* [GELESENES ANWENDEN]
1. Formuliere den Absatz aus dem Text über Enche, der mit „Es war nicht mein letzter Besuch“ beginnt, kürzer um. Die wichtigsten Fakten sollen erhalten bleiben.
2. Gib aus dem Text über Enche den Abschnitt von „Es war nicht“ bis einschließlich „der tibetischen Buddhisten.“ wortgetreu wieder.

Als ich neugierig nach meinem eigenen Schicksal fragte, winkte Enche ab. Das Wahrsagen für Privatpersonen war für ihn nur ein Broterwerb, mit dem er sich seine Leidenschaft finanzierte, den Erwerb und das Lesen immer neuer Bücher. Und für heute war sein Arbeitstag vorbei.
Es war nicht mein letzter Besuch bei Enche. Über die Jahre kam ich immer wieder, brachte Bücher zurück, die ich geliehen hatte, und holte neue ab. Er erzählte von seinen Reisen nach Indien, in die USA, nach Tibet, Russland und China. Einmal reisten wir gemeinsam nach Khamkhriin Khiid, ein Wüstenkloster, in dem manche den Eingang nach Schambala vermuten, das Paradies der tibetischen Buddhisten.

* [DATENBLOCK]
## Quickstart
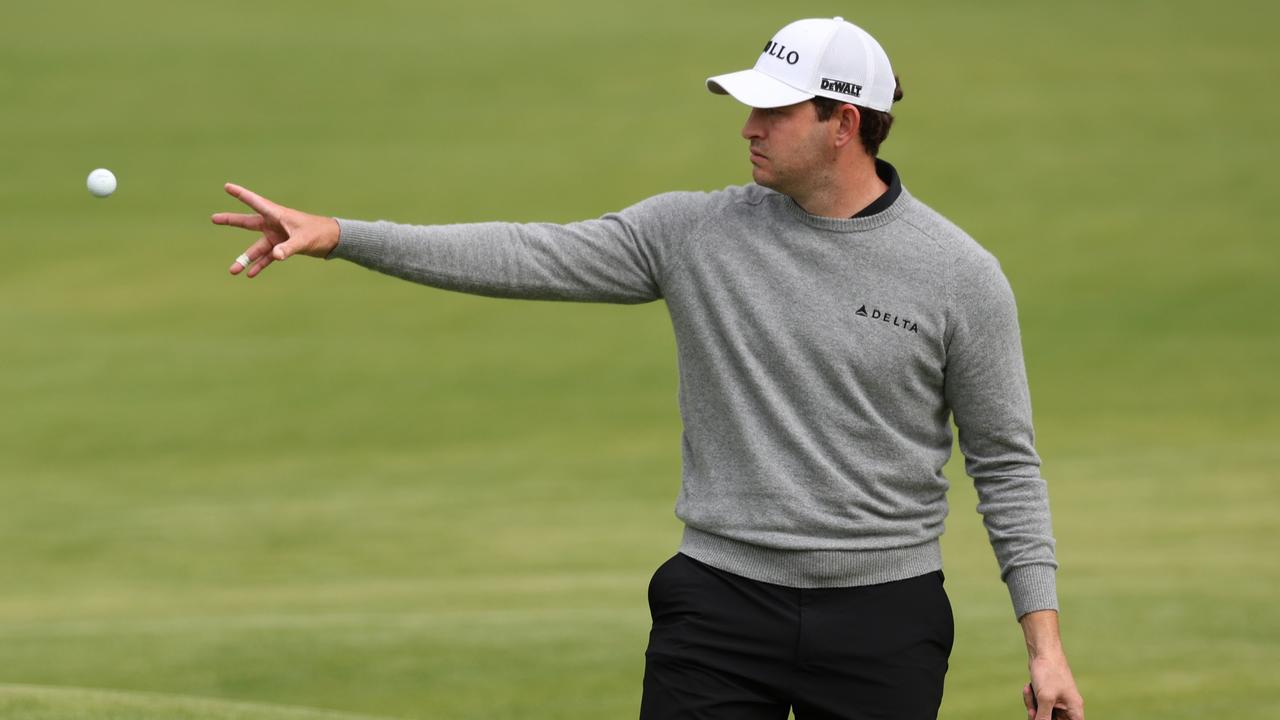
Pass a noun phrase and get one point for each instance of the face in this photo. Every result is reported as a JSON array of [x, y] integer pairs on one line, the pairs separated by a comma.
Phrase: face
[[790, 147]]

* [ANTWORTEN]
1. Über Jahre besuchte ich Enche immer wieder, um geliehene Bücher zurückzubringen und neue abzuholen. Er erzählte von Reisen nach Indien, in die USA, nach Tibet, Russland und China. Einmal fuhren wir zusammen nach Khamkhriin Khiid, einem Wüstenkloster, in dem manche den Eingang nach Schambala vermuten, dem Paradies der tibetischen Buddhisten.

2.
Es war nicht mein letzter Besuch bei Enche. Über die Jahre kam ich immer wieder, brachte Bücher zurück, die ich geliehen hatte, und holte neue ab. Er erzählte von seinen Reisen nach Indien, in die USA, nach Tibet, Russland und China. Einmal reisten wir gemeinsam nach Khamkhriin Khiid, ein Wüstenkloster, in dem manche den Eingang nach Schambala vermuten, das Paradies der tibetischen Buddhisten.